╭─ TEXT

Tuesday, October 9, 2007

Health Insurance - Odds 1 in 3 Yours Isn't Doing Everything to Keep You Well

One hundred million insured or one in three Americans have no idea if their health insurance plan is doing everything to keep them healthy. This ignorance could cost them their lives. This is the conclusion from the recently released 2007 State of Health Care Quality report by the National Committee for Quality Assurance, a non-profit organization which for over a decade has accredited health insurance plans for their performance. NCQA rates health plans on their ability to provide their enrollees with basic and proven preventive treatments, controlling high blood pressure, diabetes, cholesterol, among many others, consistently and routinely. While the industry has made significant improvements, much more needs to be done to save lives.

When NCQA started reviewing the quality of care delivered, it found that in 1996, on average only 62% of heart attack patients were getting beta blocker medications. These medications have been proven to decrease the risk of future heart attacks and prescribing them to these patients has been the standard teaching in medical schools for years. Over the past decade on average 98% of the time heart attack patients in health plans accredited by NCQA receive this treatment.

Unfortunately, health plans that didn't submit information for review did less well with 94% of patients getting the prescribed medication. Although it most situations this would be good enough, each drop in percentage translates into lives that could have been saved with a simple proven intervention.

╰─
╭─ INFORMATION GIVEN

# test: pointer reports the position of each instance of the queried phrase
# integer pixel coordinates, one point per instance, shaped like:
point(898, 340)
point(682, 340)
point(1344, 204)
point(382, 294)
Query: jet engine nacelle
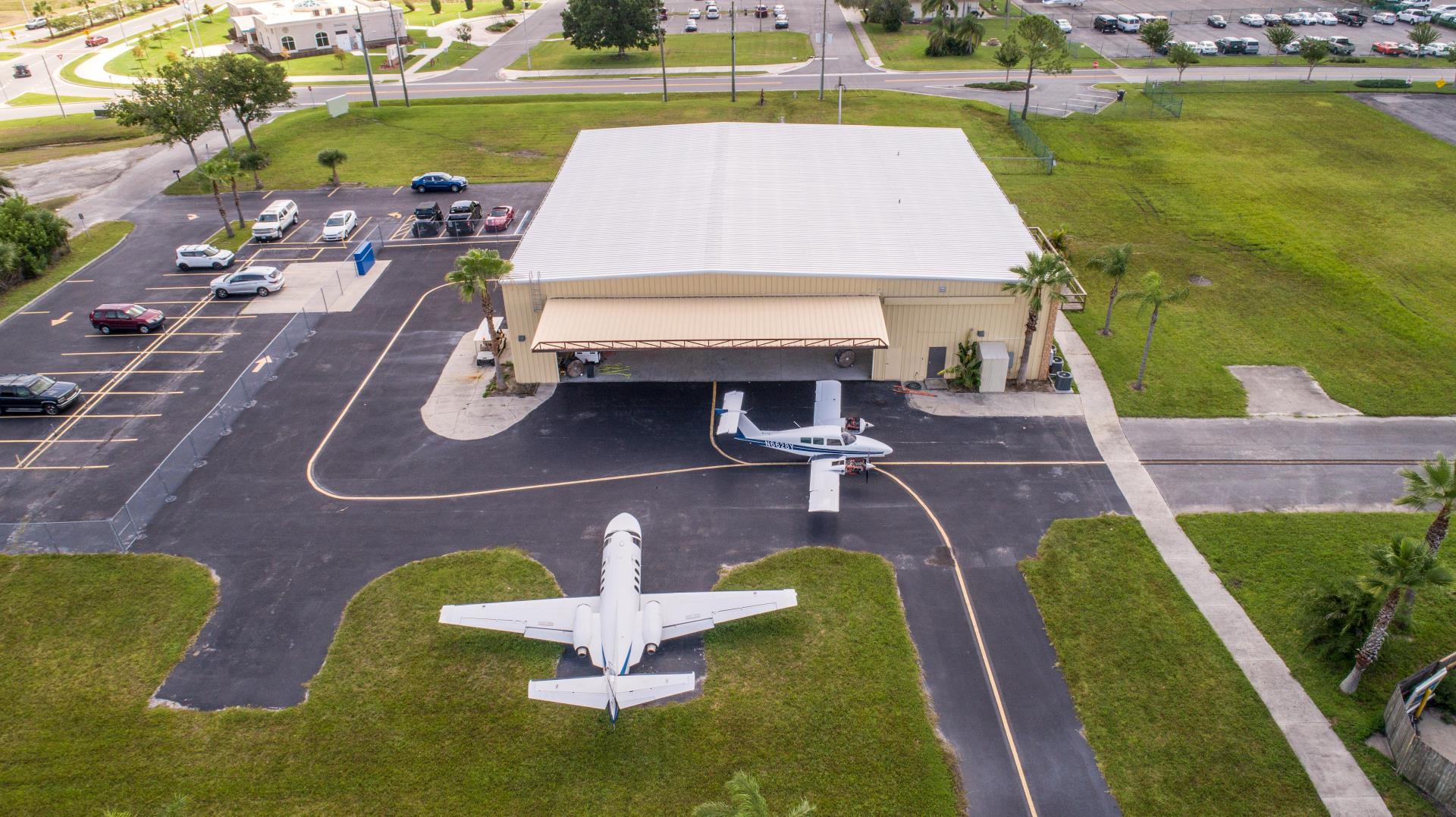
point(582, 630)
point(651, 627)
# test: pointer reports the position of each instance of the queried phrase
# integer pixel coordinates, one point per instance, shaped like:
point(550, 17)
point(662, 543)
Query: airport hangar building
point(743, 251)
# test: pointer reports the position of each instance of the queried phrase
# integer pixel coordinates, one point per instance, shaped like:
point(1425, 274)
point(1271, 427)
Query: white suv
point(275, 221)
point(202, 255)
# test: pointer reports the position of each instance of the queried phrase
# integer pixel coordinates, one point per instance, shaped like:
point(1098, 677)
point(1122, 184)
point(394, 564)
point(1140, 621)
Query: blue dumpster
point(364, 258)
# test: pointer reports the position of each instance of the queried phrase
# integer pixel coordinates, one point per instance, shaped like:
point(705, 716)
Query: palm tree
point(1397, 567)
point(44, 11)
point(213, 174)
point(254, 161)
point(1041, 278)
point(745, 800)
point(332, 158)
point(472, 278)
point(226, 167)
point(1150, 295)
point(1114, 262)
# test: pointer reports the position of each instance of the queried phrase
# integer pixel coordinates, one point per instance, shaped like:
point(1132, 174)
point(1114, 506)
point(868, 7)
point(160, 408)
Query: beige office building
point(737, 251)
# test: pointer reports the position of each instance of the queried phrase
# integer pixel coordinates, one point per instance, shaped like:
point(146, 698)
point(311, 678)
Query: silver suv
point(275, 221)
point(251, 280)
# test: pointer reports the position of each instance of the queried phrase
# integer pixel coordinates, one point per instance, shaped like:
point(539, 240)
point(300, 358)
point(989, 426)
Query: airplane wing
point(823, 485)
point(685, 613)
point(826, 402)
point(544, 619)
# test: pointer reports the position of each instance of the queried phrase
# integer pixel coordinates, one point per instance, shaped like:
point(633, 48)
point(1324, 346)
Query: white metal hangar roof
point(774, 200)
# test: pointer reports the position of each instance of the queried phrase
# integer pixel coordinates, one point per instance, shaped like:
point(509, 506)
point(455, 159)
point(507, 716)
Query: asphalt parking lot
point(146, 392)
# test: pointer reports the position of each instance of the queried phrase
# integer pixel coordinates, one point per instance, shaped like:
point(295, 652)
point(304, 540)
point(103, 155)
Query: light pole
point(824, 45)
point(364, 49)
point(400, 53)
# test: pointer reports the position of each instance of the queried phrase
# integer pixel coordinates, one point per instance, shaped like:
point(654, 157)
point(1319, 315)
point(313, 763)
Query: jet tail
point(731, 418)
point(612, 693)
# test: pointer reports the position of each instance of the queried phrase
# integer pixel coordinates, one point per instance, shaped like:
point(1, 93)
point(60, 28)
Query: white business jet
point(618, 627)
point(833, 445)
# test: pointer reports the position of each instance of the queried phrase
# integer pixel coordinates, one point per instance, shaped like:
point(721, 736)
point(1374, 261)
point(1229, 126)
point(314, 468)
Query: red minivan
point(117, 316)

╰─

→ **REQUIRED TASKS**:
**1.** From the health insurance article, copy the passage that begins at the words "Tuesday, October 9, 2007" and ends after the words "to save lives.".
**2.** According to the health insurance article, what average share of heart attack patients were getting beta blocker medications in 1996?
**3.** Continue the health insurance article from its final sentence.

→ **RESPONSES BY TASK**:
**1.**
Tuesday, October 9, 2007

Health Insurance - Odds 1 in 3 Yours Isn't Doing Everything to Keep You Well

One hundred million insured or one in three Americans have no idea if their health insurance plan is doing everything to keep them healthy. This ignorance could cost them their lives. This is the conclusion from the recently released 2007 State of Health Care Quality report by the National Committee for Quality Assurance, a non-profit organization which for over a decade has accredited health insurance plans for their performance. NCQA rates health plans on their ability to provide their enrollees with basic and proven preventive treatments, controlling high blood pressure, diabetes, cholesterol, among many others, consistently and routinely. While the industry has made significant improvements, much more needs to be done to save lives.

**2.** On average, only 62%.

**3.**
Because this and many other effective preventive treatments weren't done to the level recommended by expert committees, 75,000 insured Americans died prematurely. Had these individuals accessed high performing health plans they would be alive today. If the entire industry performed as well as the top plans, $3.7 billion spent on hospital costs would have been avoided. Preventive care saves lives and money when done consistently and regularly. The problem is that within the healthcare system this is far from the case.

Part of the problem is that the most popular insurance plan, the PPO plan, does not have the same level of scrutiny when it comes to performance or accountability like a HMO plan. Until last year, no PPO plans provided NCQA any information on how well they did to keep you well. This year, those plans that cover one hundred million Americans still have not committed to submitting information for review. This lack of transparency has California's insurance commissioner developing a report card rating PPOs, much like the current system which lists HMOs, available to consumers by 2009. Until then, you have a one in three chance that you are in a plan that answers to no one and that the care you receive is not ideal.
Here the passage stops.